_Entries_:
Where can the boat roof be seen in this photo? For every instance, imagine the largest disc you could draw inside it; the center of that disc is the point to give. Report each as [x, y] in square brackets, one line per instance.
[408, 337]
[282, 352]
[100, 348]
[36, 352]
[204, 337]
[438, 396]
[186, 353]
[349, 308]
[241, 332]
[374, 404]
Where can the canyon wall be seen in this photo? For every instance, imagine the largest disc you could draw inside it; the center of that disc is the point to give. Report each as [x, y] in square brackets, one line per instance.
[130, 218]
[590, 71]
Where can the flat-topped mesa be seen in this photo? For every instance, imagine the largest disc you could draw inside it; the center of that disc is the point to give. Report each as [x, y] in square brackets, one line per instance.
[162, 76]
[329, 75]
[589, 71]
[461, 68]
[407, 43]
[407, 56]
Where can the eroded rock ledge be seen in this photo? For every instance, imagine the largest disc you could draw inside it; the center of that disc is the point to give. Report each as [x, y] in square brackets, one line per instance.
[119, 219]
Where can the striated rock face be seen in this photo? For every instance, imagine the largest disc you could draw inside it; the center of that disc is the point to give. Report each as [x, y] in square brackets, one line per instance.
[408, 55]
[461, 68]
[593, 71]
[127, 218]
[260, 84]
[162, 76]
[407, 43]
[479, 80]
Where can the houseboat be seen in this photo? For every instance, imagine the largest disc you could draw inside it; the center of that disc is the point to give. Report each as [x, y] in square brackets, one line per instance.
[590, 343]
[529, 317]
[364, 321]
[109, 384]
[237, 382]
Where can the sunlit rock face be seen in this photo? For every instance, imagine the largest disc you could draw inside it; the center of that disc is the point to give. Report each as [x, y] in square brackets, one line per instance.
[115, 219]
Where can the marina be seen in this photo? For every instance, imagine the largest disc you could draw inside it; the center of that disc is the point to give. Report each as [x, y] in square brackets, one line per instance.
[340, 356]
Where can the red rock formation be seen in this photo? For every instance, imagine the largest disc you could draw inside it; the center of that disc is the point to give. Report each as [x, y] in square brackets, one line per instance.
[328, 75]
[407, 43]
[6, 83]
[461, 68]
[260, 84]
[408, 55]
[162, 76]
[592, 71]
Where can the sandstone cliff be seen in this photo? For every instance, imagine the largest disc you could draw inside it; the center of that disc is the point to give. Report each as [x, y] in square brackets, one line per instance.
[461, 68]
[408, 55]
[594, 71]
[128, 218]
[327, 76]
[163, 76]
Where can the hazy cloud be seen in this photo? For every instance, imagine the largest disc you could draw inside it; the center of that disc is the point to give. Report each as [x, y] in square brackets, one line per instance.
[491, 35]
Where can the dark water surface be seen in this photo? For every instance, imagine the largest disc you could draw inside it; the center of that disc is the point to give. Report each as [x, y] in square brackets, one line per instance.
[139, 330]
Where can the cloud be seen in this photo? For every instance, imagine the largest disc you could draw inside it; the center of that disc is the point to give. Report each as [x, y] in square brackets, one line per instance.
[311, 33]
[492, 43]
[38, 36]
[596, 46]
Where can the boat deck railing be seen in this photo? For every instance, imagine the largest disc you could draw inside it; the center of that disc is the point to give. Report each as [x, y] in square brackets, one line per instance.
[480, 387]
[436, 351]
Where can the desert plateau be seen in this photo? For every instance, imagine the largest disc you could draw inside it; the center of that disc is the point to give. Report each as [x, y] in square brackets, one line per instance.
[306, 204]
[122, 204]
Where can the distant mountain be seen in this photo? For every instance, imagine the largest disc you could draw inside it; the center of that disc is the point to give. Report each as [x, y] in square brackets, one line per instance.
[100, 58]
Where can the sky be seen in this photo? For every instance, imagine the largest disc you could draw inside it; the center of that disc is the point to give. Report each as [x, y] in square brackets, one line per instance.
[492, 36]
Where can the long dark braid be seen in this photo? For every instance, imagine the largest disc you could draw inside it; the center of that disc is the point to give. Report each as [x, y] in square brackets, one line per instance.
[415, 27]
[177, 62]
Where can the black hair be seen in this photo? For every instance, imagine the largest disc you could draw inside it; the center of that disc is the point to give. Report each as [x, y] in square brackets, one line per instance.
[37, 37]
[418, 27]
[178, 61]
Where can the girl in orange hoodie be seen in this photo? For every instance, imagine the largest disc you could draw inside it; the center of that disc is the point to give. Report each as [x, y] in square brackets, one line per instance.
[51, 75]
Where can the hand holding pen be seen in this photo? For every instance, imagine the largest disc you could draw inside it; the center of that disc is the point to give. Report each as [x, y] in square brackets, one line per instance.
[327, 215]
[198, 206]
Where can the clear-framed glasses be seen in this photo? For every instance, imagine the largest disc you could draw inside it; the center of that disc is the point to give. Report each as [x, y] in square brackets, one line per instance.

_Instructions to follow_: Write out all of the lines above once more, word for word and in the same order.

_Output_:
Where can the boat roof be seen in this photo? For every instance, imagine the largest disc you could draw inside it; the center of that disc is the point to give. Report each as [x, y] in square brackets, one line per instance.
[408, 337]
[282, 352]
[100, 348]
[36, 352]
[204, 337]
[438, 396]
[186, 353]
[349, 308]
[241, 332]
[374, 404]
Where can the canyon wall be seen in this photo? For every instance, imagine the largest disc you could draw inside it; the center of that disc is the point to give. Report each as [x, y] in square brackets, one line per instance.
[130, 218]
[590, 71]
Where can the flat-topped mesa be seen in this photo? For every instance, imagine the largest disc you could draw inside it; the center of that disc is the point to give. Report each as [x, y] in square brackets, one line per instance.
[162, 76]
[329, 75]
[589, 71]
[461, 68]
[407, 43]
[407, 56]
Where can the eroded rock ledge be seen in this photo? For every instance, imagine the largest disc you could draw inside it; the center of that disc is the point to give. Report each as [x, y] in square brackets, one line per instance.
[119, 219]
Where can the striated rock face be seen in this photo? For every instance, imagine the largest disc you could draw inside it; the center of that disc is the point to give. Report each as [x, y] in square brackets, one line per instance.
[408, 55]
[461, 68]
[593, 71]
[127, 218]
[260, 84]
[162, 76]
[407, 43]
[479, 80]
Where can the houseboat be seen in this photo? For every instance, imagine the largest disc you could draw inside it; the center of that disc is the point to give. Report each as [x, y] in square brackets, one line per instance.
[590, 343]
[529, 317]
[364, 321]
[109, 384]
[237, 382]
Where can the sunlit rock face be seen in this photo? For every instance, imagine the largest disc you could draw inside it; the center of that disc is the point to give. Report each as [x, y] in square brackets, one line per instance.
[115, 219]
Where can the marina be seen in this photo? For every instance, imagine the largest disc you could draw inside it; the center of that disc is the point to give. Report each as [x, y] in square brackets, one line per instance.
[340, 356]
Where can the red rock formation be seen in this photo? For every instance, imagine the largest disc you could draw inside it; the center of that disc is the point to give. Report each as [x, y] in square brackets, one line per instance.
[328, 75]
[407, 43]
[6, 83]
[461, 68]
[260, 84]
[408, 55]
[162, 76]
[592, 71]
Where can the sandstone cliff be seen in this photo? For every instance, imagine the largest disc you could draw inside it; the center of that disc is the point to give. Report each as [x, y] in square brackets, one line per instance.
[461, 68]
[408, 55]
[594, 71]
[128, 218]
[327, 76]
[163, 76]
Where can the hazy cloud be seen in this photo? For every instance, imagine the largest disc you could draw inside it; the center of that disc is the point to give. Report each as [x, y] in square brackets, one line per instance.
[491, 35]
Where can the dark water surface be seen in this photo? For every instance, imagine the largest disc you could draw inside it; the center of that disc is the point to give. Report each as [x, y] in square brackets, one line per instance.
[139, 330]
Where can the cloud be seen in this photo? For every instance, imagine the largest disc you could draw inside it; the center of that disc is the point to give. Report each as [x, y] in square brackets, one line per instance.
[311, 33]
[492, 43]
[38, 36]
[596, 46]
Where can the boat deck railing be seen in this photo? For every instance, imagine the largest disc you could draw inside it; the center of that disc is the point to give. Report each as [x, y] in square brackets, one line per instance.
[480, 387]
[436, 351]
Where can the desert plateau be seen in this photo? For every instance, imagine the largest disc you could draw inside it; the center of that disc is the point to give. Report each as [x, y] in square brackets, one line per instance.
[306, 204]
[122, 204]
Where can the distant mountain be seen in this photo? For every instance, imagine the largest disc you could draw inside it; the center of that disc is the point to give. Report each as [x, y] in square brackets, one line per instance.
[100, 58]
Where can the sky be seen in this photo? For every instance, imagine the largest disc you could draw inside it; the center of that disc is the point to give. Report each as [x, y] in square brackets, one line per instance.
[492, 36]
Where can the long dark braid be seen in this photo? For every instance, imagine the largest disc you could draw inside it; the center of that disc is the point to give. Report each as [x, y] in square brackets, one line per instance.
[415, 27]
[177, 62]
Where can the black hair be seen in this photo? For every instance, imagine the largest disc you could draw inside it; the center of that disc is the point to give. Report each as [x, y] in square brackets, one line per instance.
[37, 37]
[418, 27]
[178, 61]
Where can the girl in orange hoodie be seen in this photo? For every instance, imagine the largest disc you could draw inside it; the center of that disc is the point to give. Report each as [x, y] in square brackets, one line per instance.
[51, 75]
Where can the hand holding pen be seen in this photo? For every instance, imagine the largest disc you could draw inside it; the center of that disc is the point to give. Report each as [x, y] in square brackets, one line per instance.
[327, 215]
[198, 206]
Where can the clear-framed glasses be seen in this photo? For every instance, imagine the largest disc you could draw inside it; the center of that disc is the point to give. Report each as [x, y] in square brackets, one line per instance.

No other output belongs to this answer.